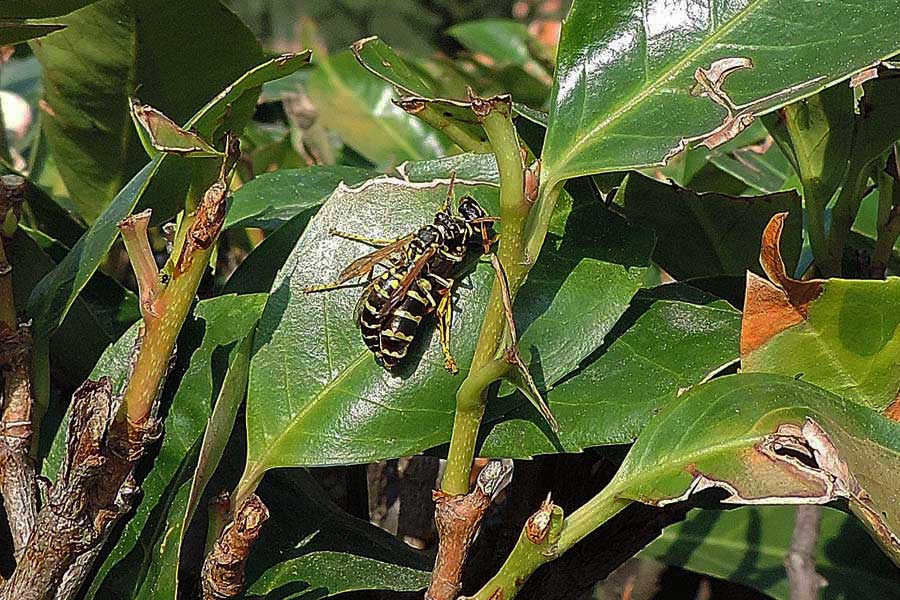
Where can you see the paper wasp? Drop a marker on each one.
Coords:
(418, 279)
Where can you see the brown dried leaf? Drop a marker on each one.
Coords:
(770, 307)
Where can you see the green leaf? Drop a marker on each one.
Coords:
(672, 346)
(161, 578)
(381, 60)
(158, 133)
(16, 32)
(52, 297)
(502, 40)
(584, 279)
(709, 234)
(310, 356)
(36, 9)
(816, 136)
(229, 320)
(316, 394)
(766, 439)
(624, 75)
(359, 108)
(848, 342)
(749, 545)
(327, 552)
(82, 337)
(466, 166)
(272, 198)
(175, 56)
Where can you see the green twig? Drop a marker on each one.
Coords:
(527, 556)
(888, 218)
(487, 367)
(844, 214)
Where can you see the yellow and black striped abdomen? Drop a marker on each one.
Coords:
(400, 326)
(370, 318)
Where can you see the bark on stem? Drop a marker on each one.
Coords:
(94, 489)
(108, 434)
(18, 484)
(458, 518)
(800, 562)
(223, 569)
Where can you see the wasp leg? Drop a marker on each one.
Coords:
(365, 240)
(334, 285)
(445, 319)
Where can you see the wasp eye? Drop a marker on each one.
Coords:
(470, 209)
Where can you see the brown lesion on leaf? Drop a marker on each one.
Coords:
(892, 412)
(773, 305)
(812, 471)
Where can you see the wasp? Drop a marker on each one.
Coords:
(417, 280)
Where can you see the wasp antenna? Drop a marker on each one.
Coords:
(449, 199)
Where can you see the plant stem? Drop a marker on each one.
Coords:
(526, 557)
(844, 213)
(469, 411)
(172, 302)
(539, 221)
(431, 115)
(888, 221)
(486, 367)
(597, 511)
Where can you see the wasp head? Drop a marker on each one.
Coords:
(469, 209)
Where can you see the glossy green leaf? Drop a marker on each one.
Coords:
(90, 327)
(256, 273)
(161, 580)
(112, 48)
(466, 166)
(359, 108)
(314, 386)
(272, 198)
(818, 141)
(848, 343)
(709, 234)
(624, 76)
(749, 545)
(36, 9)
(671, 347)
(593, 270)
(767, 439)
(54, 294)
(327, 552)
(316, 395)
(159, 133)
(52, 297)
(229, 319)
(16, 32)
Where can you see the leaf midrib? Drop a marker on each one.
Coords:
(263, 462)
(647, 92)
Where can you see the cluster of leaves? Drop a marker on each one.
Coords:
(270, 382)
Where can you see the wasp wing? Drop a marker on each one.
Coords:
(398, 295)
(364, 265)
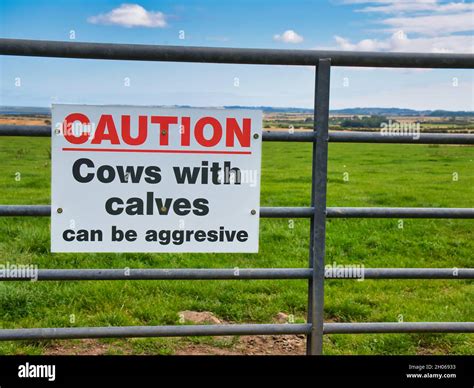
==============================
Exercise brief:
Locate each line in the data above that contains the word "brown" and copy those lines out.

Task response:
Where can you see the brown dried leaf? Drop a marker on each one.
Where can you see the brown lesion on leaf? Drop a marker on each one.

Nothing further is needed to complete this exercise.